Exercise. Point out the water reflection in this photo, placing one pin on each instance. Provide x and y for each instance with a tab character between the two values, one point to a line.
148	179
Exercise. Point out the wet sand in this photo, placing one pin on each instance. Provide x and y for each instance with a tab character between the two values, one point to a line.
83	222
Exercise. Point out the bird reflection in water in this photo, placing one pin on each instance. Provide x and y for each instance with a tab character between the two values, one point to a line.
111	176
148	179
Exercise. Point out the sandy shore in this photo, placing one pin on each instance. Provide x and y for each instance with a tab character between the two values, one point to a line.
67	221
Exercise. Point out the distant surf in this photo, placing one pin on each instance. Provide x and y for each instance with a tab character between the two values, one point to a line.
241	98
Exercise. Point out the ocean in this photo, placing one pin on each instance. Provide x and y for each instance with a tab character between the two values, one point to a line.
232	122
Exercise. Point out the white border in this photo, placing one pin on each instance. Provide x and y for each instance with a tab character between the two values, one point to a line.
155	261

⁂

_PROBLEM DESCRIPTION_. From the first line to the last, retype the records exactly as they stand above.

_FINISHED EXERCISE_.
Exercise. Point out the water reflection in this photo, placing one pin on each instance. Provide x and y for each instance with a tab character between the two values, one point to a line.
148	179
Exercise. Point out the wet sand in this photo, placing one pin on each instance. Provide x and y for each instance with a tab character between the two values, one point to a line.
83	222
Exercise. Point out the bird reflection in water in this photo, placing one pin on each instance. Provide x and y for each instance with a tab character between the two values, one point to a line.
111	176
148	179
Exercise. Point out the sandy shore in this photo, placing one pin on each instance. Provide x and y for each instance with a tab character between the two values, one point to a line.
67	221
Exercise. Point out the distant surf in this photo, placing one pin on each instance. Provide x and y for each instance with a tab character between the two values, one point to a line.
241	98
Exercise. Point out the ocean in this photo, placing one pin on each instance. Provide x and y for each instance with a tab character between the two values, one point to a line.
232	122
Exercise. Point out the white border in this photo, placing one pin on each instance. Provide x and y for each instance with a tab character between the two values, one point to a line.
155	261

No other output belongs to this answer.